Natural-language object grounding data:

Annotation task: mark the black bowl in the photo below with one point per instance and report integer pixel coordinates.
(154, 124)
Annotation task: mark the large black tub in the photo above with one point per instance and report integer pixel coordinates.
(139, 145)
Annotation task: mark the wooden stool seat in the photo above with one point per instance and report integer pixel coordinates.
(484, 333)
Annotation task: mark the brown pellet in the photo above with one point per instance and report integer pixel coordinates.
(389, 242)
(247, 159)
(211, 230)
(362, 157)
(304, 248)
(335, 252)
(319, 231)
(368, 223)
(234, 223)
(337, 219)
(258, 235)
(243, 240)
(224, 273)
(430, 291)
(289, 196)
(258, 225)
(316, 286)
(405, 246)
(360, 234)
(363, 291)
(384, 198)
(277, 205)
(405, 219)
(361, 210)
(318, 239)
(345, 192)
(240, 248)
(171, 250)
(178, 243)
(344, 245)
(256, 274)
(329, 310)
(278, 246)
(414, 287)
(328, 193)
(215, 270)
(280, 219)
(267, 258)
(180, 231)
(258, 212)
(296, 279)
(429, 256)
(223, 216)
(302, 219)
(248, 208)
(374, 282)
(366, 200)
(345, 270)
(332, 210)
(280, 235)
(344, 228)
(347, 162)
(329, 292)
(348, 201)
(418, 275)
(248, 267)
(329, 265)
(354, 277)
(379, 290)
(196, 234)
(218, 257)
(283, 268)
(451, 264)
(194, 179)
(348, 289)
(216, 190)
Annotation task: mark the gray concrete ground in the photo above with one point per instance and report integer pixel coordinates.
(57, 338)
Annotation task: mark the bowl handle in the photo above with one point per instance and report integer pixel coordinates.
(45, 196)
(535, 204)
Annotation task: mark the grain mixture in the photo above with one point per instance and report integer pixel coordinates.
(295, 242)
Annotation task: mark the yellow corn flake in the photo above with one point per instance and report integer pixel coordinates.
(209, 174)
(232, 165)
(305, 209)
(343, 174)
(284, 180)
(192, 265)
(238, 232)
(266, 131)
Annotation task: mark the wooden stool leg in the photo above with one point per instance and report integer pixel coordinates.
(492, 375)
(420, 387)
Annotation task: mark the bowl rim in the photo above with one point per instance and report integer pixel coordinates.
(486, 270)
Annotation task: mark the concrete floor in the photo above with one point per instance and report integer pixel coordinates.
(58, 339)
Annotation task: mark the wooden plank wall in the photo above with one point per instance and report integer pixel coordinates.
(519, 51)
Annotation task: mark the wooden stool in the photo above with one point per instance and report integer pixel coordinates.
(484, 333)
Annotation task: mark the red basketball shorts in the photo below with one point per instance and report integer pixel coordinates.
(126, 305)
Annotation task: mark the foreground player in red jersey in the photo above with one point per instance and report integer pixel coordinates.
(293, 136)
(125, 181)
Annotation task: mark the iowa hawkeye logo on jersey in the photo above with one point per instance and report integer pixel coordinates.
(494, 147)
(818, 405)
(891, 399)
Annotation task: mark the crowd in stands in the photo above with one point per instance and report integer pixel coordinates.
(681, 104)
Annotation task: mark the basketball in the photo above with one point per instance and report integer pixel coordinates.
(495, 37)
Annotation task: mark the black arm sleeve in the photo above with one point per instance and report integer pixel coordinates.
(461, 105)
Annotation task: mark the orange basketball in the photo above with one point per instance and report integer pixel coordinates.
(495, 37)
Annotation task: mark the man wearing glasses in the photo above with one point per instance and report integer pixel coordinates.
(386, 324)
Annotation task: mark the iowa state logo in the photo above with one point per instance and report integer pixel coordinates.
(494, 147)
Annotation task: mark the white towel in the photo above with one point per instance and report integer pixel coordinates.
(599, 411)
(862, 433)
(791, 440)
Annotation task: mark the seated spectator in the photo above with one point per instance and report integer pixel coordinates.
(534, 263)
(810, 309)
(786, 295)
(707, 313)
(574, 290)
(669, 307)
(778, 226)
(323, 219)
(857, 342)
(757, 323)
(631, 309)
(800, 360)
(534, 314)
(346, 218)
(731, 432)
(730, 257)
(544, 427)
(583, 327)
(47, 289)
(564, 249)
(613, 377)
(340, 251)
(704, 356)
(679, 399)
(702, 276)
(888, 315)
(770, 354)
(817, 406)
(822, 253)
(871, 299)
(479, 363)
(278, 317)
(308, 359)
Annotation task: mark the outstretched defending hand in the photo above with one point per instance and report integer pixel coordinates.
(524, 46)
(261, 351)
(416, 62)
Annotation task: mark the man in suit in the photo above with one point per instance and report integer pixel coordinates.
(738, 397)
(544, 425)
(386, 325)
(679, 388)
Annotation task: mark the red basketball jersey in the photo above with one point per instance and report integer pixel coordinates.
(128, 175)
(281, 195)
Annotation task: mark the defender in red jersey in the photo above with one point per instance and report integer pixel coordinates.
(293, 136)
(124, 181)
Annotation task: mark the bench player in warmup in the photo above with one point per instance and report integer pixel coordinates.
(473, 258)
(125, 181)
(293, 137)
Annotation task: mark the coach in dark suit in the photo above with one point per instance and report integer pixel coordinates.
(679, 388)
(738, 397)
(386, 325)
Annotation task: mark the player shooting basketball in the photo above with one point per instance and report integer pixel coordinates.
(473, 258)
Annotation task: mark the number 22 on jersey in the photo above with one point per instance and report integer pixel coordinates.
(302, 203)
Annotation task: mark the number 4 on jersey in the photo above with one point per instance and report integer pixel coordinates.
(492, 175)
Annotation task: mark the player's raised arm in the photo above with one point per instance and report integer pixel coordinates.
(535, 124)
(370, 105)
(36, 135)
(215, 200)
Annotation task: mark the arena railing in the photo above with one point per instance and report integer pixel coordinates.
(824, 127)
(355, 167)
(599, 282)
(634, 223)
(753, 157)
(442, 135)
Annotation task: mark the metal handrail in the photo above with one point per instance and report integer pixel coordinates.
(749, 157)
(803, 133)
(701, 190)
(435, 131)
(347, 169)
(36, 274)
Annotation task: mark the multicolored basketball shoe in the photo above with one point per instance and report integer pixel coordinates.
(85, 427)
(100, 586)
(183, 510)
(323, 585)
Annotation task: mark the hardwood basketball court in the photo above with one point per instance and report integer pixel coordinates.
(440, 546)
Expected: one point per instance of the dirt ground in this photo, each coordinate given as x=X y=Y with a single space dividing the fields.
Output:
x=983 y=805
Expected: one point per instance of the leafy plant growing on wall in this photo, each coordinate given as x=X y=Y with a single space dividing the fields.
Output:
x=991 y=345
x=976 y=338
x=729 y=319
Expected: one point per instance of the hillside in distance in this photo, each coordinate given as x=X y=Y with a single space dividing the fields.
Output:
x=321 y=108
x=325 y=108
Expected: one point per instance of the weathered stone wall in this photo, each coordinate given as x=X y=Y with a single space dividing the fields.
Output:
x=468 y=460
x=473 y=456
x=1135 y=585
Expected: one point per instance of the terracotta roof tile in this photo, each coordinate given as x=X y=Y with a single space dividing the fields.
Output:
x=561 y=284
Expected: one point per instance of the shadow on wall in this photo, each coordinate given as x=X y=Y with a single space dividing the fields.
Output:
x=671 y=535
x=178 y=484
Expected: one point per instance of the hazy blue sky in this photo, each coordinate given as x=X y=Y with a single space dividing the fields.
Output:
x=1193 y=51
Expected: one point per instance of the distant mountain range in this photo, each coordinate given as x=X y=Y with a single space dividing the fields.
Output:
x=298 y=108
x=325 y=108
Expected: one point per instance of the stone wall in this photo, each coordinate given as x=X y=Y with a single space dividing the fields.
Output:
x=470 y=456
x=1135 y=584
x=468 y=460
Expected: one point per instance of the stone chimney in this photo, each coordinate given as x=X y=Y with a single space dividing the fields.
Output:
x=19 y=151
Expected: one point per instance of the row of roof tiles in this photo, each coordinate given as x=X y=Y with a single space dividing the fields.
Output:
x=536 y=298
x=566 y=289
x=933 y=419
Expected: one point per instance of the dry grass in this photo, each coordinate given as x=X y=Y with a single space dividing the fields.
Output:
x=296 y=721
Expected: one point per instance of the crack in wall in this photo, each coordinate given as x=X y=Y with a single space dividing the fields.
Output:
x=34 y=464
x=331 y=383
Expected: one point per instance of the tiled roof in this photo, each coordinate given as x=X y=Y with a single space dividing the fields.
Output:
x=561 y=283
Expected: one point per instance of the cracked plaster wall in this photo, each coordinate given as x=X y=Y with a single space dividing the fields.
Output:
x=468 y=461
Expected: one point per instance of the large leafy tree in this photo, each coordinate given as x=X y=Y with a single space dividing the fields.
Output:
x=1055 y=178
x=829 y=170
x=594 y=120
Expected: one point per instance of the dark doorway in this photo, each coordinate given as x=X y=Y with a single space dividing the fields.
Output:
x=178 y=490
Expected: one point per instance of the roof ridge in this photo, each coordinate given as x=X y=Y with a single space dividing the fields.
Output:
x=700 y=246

■ Brief:
Copy all lines of the preceding data that hold the word "roof".

■ Completed exercise:
Expected: one point per instance of the terracotta roof tile in this photo, each coordinate given as x=X y=Y with a single space dividing the fields.
Expected: one point per instance of the row of roof tiles in this photo, each coordinate given as x=X y=Y with a single space dividing the fields.
Expected: one point per instance of the tiled roof in this photo, each coordinate given as x=X y=Y with a single space dividing the fields.
Expected: one point per instance of the roof ridge in this photo, each coordinate given as x=X y=Y with a single space dividing the fields.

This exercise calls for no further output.